### Stated problem A
Set down the Flink classloader reply word for word, in full.

* BEGIN Supplied text *

Thanks a lot for your message. This could be a bug in Flink. It seems that
the archival of the execution graph is failing because some classes are
unloaded.

What I observe from your stack traces is that some classes are loaded from
flink-dist_2.11-1.11.2.jar, while other classes are loaded from
template-common-jar-0.0.1. Maybe Flink is closing the usercode classloader,
and this is causing the exception during the archival of the execution
graph. Can you make sure that the core Flink classes are only in your
classpath once (in flink-dist), and the template-common-jar-0.0.1 doesn't
contain the runtime Flink classes? (for example by setting the Flink
dependencies to provided when using the maven-shade-plugin).

* END Supplied text *
* BEGIN Supplied information *

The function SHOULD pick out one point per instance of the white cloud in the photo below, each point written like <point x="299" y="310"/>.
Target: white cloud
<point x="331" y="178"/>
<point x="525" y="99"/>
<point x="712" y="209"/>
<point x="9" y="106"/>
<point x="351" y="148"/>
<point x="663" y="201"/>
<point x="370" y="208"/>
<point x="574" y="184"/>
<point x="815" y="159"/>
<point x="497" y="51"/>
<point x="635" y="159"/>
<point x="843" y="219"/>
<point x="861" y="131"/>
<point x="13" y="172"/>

* END Supplied information *

### Stated problem B
Output every line of the records above as a Markdown table with the columns Row and Line. Number each line in Row and skip blank lines.

### Full response A
Thanks a lot for your message. This could be a bug in Flink. It seems that
the archival of the execution graph is failing because some classes are
unloaded.

What I observe from your stack traces is that some classes are loaded from
flink-dist_2.11-1.11.2.jar, while other classes are loaded from
template-common-jar-0.0.1. Maybe Flink is closing the usercode classloader,
and this is causing the exception during the archival of the execution
graph. Can you make sure that the core Flink classes are only in your
classpath once (in flink-dist), and the template-common-jar-0.0.1 doesn't
contain the runtime Flink classes? (for example by setting the Flink
dependencies to provided when using the maven-shade-plugin).

### Full response B
| Row | Line |
|---|---|
| 1 | The function SHOULD pick out one point per instance of the white cloud in the photo below, each point written like <point x="299" y="310"/>. |
| 2 | Target: white cloud |
| 3 | <point x="331" y="178"/> |
| 4 | <point x="525" y="99"/> |
| 5 | <point x="712" y="209"/> |
| 6 | <point x="9" y="106"/> |
| 7 | <point x="351" y="148"/> |
| 8 | <point x="663" y="201"/> |
| 9 | <point x="370" y="208"/> |
| 10 | <point x="574" y="184"/> |
| 11 | <point x="815" y="159"/> |
| 12 | <point x="497" y="51"/> |
| 13 | <point x="635" y="159"/> |
| 14 | <point x="843" y="219"/> |
| 15 | <point x="861" y="131"/> |
| 16 | <point x="13" y="172"/> |